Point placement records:
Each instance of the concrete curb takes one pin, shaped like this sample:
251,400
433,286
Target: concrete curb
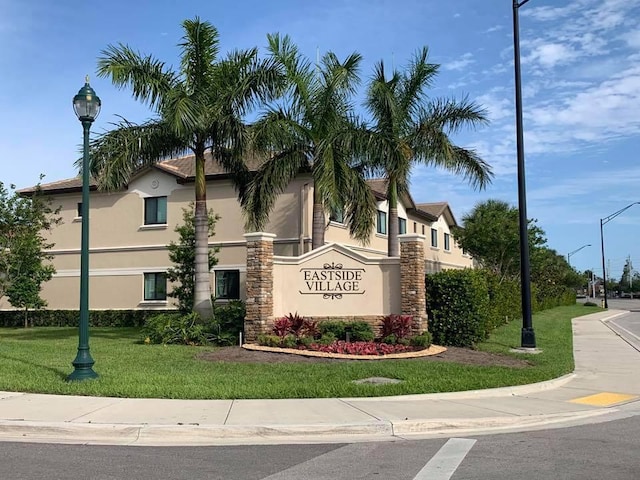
202,435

▸ Task:
Reproduce every line of the records above word for word, leaving out the pictures.

▸ Response to the task:
Each instance of the concrete curb takes one pin, shaped like this sample:
251,400
433,286
Target: concrete curb
202,435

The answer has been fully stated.